Posts Tagged "Corporate Governance in Kenya"

Many directors are feeling outmatched by the ferocity of changing technology, emerging risks, and new competitors. Here are four ways to get boards in the game.

Today’s boards are getting the message. They have seen how leading digital players are threatening incumbents, and among the directors we work with, roughly one in three say that their business model will be disrupted in the next five years.

In a 2015 McKinsey survey, though, only 17 percent of directors said their boards were sponsoring digital initiatives, and in earlier McKinsey research, just 16 percent said they fully understood how the industry dynamics of their companies were changing.1 In our experience, common responses from boards to the shifting environment include hiring a digital director or chief digital officer, making pilgrimages to Silicon Valley, and launching subcommittees on digital.

Valuable as such moves can be, they often are insufficient to bridge the literacy gap facing boards—which has real consequences. There’s a new class of problems, where seasoned directors’ experiences managing and monetizing traditional assets just doesn’t translate. It is a daunting task to keep up with the growth of new competitors (who are as likely to come from adjacent sectors as they are from one’s own industry), rapid-fire funding cycles in Silicon Valley and other technology hotbeds, the fluidity of technology, the digital experiences customers demand, and the rise of nontraditional risks. Many boards are left feeling outmatched and overwhelmed.

To serve as effective thought partners, boards must move beyond an arms-length relationship with digital issues (exhibit). Board members need better knowledge about the technology environment, its potential impact on different parts of the company and its value chain, and thus about how digital can undermine existing strategies and stimulate the need for new ones. They also need faster, more effective ways to engage the organization and operate as a governing body and, critically, new means of attracting digital talent. Indeed, some CEOs and board members we know argue that the far-reaching nature of today’s digital disruptions—which can necessitate long-term business-model changes with large, short-term costs—means boards must view themselves as the ultimate catalysts for digital transformation efforts. Otherwise, CEOs may be tempted to pass on to their successors the tackling of digital challenges.

• **Material shown**:

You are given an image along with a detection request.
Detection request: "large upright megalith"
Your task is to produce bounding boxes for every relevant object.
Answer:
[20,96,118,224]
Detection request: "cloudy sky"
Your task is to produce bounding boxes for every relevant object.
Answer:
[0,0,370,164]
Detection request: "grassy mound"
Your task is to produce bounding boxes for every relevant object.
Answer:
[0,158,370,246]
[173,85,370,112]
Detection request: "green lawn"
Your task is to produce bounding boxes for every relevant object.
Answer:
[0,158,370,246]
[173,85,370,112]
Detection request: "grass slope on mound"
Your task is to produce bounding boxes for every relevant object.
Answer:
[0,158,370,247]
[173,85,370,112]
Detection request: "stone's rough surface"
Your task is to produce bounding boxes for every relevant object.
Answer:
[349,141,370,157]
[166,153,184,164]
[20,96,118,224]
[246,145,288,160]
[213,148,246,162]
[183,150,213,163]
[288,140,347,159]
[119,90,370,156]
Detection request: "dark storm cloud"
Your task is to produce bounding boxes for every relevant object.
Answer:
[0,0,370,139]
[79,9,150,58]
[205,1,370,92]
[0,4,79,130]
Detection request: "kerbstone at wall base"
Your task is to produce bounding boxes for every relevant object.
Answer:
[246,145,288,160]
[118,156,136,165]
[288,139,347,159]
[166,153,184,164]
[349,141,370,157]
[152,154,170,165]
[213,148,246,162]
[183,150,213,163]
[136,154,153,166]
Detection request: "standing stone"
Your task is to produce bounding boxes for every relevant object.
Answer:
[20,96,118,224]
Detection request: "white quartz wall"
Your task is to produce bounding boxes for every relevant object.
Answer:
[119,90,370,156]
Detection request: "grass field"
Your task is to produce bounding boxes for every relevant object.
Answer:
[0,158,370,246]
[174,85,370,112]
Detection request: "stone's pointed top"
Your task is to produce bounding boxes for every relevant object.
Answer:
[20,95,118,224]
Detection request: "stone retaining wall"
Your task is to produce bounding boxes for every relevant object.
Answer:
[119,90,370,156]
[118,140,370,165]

• **Tasks to complete**:
- 1) According to the article on boards and digital disruption, why do some CEOs and board members argue that boards must view themselves as the ultimate catalysts for digital transformation? Answer in one to three sentences.
- 2) Answer these questions from the article on boards and digital disruption, marking your answers (a), (b) and (c).
(a) How many ways to get boards in the game does the article say it will present?
(b) Among the directors the authors work with, roughly what share say their business model will be disrupted in the next five years?
(c) In the 2015 McKinsey survey, what percentage of directors said their boards were sponsoring digital initiatives?
- 3) Write what follows next in the article on boards and digital disruption, continuing from its last sentence.
The lines play no role in this.

• **Answers for the exercise**:
- 1) They argue this because today's digital disruptions are so far-reaching that they can require long-term business-model changes with large short-term costs. Without the board driving these efforts, CEOs may be tempted to leave digital challenges for their successors to tackle.

- 2)
(a) Four.
(b) Roughly one in three.
(c) 17 percent.

- 3)
At the very least, top-management teams need their boards to serve as strong digital sparring partners when they consider difficult questions such as investments in experimental initiatives that could reshape markets, or even whether the company is in the right business for the digital age. Here are four guiding principles for boosting the odds that boards will provide the digital engagement companies so badly need.

Close the insights gap

Few boards have enough combined digital expertise to have meaningful digital conversations with senior management. Only 116 directors on the boards of the Global 300 are “digital directors.”2 The solution isn’t simply to recruit one or two directors from an influential technology company. For one thing, there aren’t enough of them to go around. More to the point, digital is so far-reaching—think e-commerce, mobile, security, the Internet of Things (IoT), and big data—that the knowledge and experience needed goes beyond one or two tech-savvy people.

To address these challenges, the nominating committee of one board created a matrix of the customer, market, and digital skills it felt it required to guide its key businesses over the next five to ten years. Doing so prompted the committee to look beyond well-fished pools of talent like Internet pure plays and known digital leaders and instead to consider adjacent sectors and businesses that had undergone significant digital transformation. The identification of strong new board members was one result. What’s more, the process of reflecting quite specifically on the digital skills that were most relevant to individual business lines helped the board engage at a deeper level, raising its collective understanding of technology and generating more productive conversations with management.

Understand how digital can upend business models

Many boards are ill equipped to fully understand the sources of upheaval pressuring their business models. Consider, for example, the design of satisfying, human-centered experiences: it’s fundamental to digital competition. Yet few board members spend enough time exploring how their companies are reshaping and monitoring those experiences, or reviewing management plans to improve them.

Board members also should push executives to explore and describe the organization’s stock of digital assets—data that are accumulating across businesses, the level of data-analytics prowess, and how managers are using both to glean insights. Most companies underappreciate the potential of pattern analysis, machine learning, and sophisticated analytics that can churn through terabytes of text, sound, images, and other data to produce well-targeted insights on everything from disease diagnoses to how prolonged drought conditions might affect an investment portfolio. Companies that best capture, process, and apply those insights stand to gain an edge.

Engage more frequently and deeply on strategy and risk

Today’s strategic discussions with executives require a different rhythm, one that matches the quickening pace of disruption. A major cyberattack can erase a third of a company’s share value in a day, and a digital foe can pull the rug out from a thriving product category in six months. In this environment, meeting once or twice a year to review strategy no longer works. Regular check-ins are necessary to help senior company leaders negotiate the tension between short-term pressures from the financial markets and the longer-term imperative to launch sometimes costly digital initiatives.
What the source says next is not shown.